━━━ EXTRAIT FOURNI ━━━

I. Babel, la tentation de l’orgueil
II. Inverser la malédiction de Babel
III. Une réflexion sur la diversité des langues et des peuples

Le nom de Babel, ou Babylone, désigne la ville où fut érigée la fameuse tour évoquée dans la Genèse. La ville comme la tour ont réellement existé, trois millénaires avant Jésus-Christ, et il n’en reste rien aujourd’hui qu’un immense champ de ruines sur le site antique de Babylone en Irak.
De Babel, il ne reste donc plus que le nom, qui signifierait « Porte du dieu » (Bab-ili en akkadien) ou « confondre » (de l’hébreu bâlal) ; cette double étymologie rend bien compte de l’ambivalence de cette cité et de sa tour, sous le signe à la fois de la merveille et de la malédiction. Un épisode de neuf versets dans la Bible et, hors de la Genèse, plus aucune allusion à l’échec de cette entreprise humaine interrompue par Dieu. Mais dans l’imaginaire des artistes et des penseurs, une postérité inouïe jusqu’à aujourd’hui. Fonctionnant comme un mythe, ce récit biblique propose une explication à l’origine d’un phénomène : la multiplicité des langues et la dispersion des peuples sur la terre.
« Tout le monde se servait d’une même langue et des mêmes mots. Comme les hommes se déplaçaient à l’orient, ils trouvèrent une vallée au pays de Shinéar et ils s’y établirent. Ils se dirent l’un à l’autre : Allons ! Faisons des briques et cuisons-les au feu ! La brique leur servit de pierre et le bitume leur servit de mortier. Ils dirent : Allons ! Bâtissons-nous une ville et une tour dont le sommet pénètre les cieux ! Faisons-nous un nom et ne soyons pas dispersés sur toute la terre ! Or Yahvé descendit pour voir la ville et la tour que les hommes avaient bâties. Et Yahvé dit : Voici que tous font un seul peuple et parlent une seule langue, et tel est le début de leurs entreprises ! Maintenant, aucun dessein ne sera irréalisable pour eux. Allons ! Descendons ! Et là, confondons leur langage pour qu’ils ne s’entendent plus les uns les autres.Yahvé les dispersa de là sur toute la face de la terre et ils cessèrent de bâtir la ville. Aussi la nomma-t-on Babel, car c’est là que Yahvé confondit le langage de tous les habitants de la terre et c’est de là qu’il les dispersa sur toute la face de la terre ». (Genèse, 11, La Bible de Jérusalem)

━━━

§ **ÉNONCÉ ÉCRIT A**
Répondez à ces questions sur l'extrait fourni :
(i) Dans quel pays se trouve aujourd'hui le site antique de Babylone ?
(ii) Que signifierait le nom de Babel en akkadien ?
(iii) Dans la citation de la Genèse, qu'est-ce qui servit de mortier aux hommes ?

━━━ LES ENTRÉES ━━━

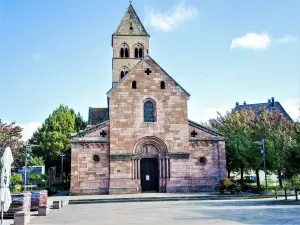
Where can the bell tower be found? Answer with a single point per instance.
(130, 43)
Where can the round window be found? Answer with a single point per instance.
(96, 158)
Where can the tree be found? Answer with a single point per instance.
(54, 136)
(278, 135)
(236, 127)
(292, 163)
(35, 161)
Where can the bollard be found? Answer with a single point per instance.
(43, 210)
(56, 205)
(285, 194)
(21, 218)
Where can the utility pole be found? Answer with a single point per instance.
(62, 166)
(264, 155)
(26, 156)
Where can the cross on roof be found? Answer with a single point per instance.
(194, 133)
(103, 133)
(148, 71)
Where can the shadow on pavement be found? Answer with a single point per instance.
(244, 212)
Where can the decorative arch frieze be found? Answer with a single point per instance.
(85, 145)
(150, 145)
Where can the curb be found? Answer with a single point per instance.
(161, 199)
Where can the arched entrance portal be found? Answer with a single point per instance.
(149, 175)
(151, 164)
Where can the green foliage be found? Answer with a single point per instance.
(35, 161)
(16, 178)
(227, 182)
(38, 177)
(242, 129)
(292, 183)
(235, 126)
(10, 135)
(54, 136)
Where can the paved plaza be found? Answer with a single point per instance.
(183, 212)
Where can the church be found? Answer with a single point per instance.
(143, 141)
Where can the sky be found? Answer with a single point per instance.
(220, 51)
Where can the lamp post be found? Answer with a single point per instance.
(27, 154)
(262, 151)
(62, 166)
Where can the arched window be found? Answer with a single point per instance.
(149, 111)
(139, 51)
(124, 51)
(133, 84)
(123, 71)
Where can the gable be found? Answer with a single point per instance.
(131, 24)
(156, 72)
(256, 108)
(98, 133)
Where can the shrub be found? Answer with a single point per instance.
(16, 178)
(227, 183)
(38, 177)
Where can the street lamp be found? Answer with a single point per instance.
(262, 143)
(62, 166)
(27, 154)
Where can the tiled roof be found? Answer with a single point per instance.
(203, 128)
(131, 17)
(98, 115)
(271, 106)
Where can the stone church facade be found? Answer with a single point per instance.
(143, 141)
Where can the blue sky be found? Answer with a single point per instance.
(221, 52)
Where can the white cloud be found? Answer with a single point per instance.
(292, 107)
(258, 41)
(287, 39)
(29, 129)
(36, 56)
(252, 40)
(168, 20)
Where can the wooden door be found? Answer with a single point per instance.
(149, 175)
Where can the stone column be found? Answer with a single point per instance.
(160, 166)
(163, 168)
(138, 168)
(133, 168)
(167, 168)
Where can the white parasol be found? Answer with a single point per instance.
(5, 196)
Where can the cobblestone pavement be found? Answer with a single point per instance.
(167, 213)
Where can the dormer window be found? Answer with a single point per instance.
(139, 51)
(124, 51)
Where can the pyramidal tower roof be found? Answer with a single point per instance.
(131, 24)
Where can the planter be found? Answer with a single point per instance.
(20, 202)
(38, 198)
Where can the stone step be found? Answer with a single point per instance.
(168, 198)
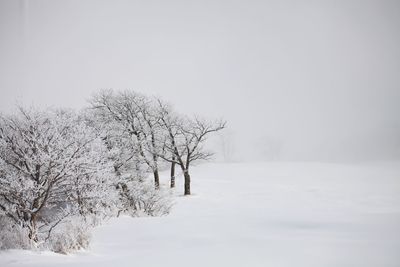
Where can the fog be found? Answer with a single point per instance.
(296, 80)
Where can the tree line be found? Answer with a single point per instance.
(63, 171)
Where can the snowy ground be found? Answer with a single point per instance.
(257, 214)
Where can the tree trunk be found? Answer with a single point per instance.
(156, 179)
(33, 231)
(173, 174)
(187, 182)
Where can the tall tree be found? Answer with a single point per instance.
(135, 115)
(184, 139)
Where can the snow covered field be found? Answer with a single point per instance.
(257, 214)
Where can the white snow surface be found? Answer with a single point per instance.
(256, 214)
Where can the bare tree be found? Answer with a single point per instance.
(51, 167)
(184, 140)
(134, 115)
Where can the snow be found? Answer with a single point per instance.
(256, 214)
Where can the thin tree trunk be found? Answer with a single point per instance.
(156, 179)
(187, 182)
(173, 174)
(33, 231)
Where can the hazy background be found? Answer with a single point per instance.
(296, 80)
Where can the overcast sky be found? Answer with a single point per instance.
(295, 79)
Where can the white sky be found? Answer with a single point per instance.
(320, 77)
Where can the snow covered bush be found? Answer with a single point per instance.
(138, 197)
(52, 167)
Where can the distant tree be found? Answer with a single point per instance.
(184, 140)
(134, 117)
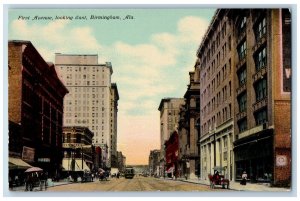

━━━

§ **ÉNONCÉ ÉCRIT B**
Repérez et recopiez chaque ligne des entrées qui contient la chaîne « church », en tenant compte de la casse.

§ **CORRIGÉ COMPLET A**
(i) En Irak.
(ii) « Porte du dieu » (Bab-ili).
(iii) Le bitume.

§ **CORRIGÉ COMPLET B**
Where can the church be found? Answer with a single point per instance.
Where can the stone church facade be found? Answer with a single point per instance.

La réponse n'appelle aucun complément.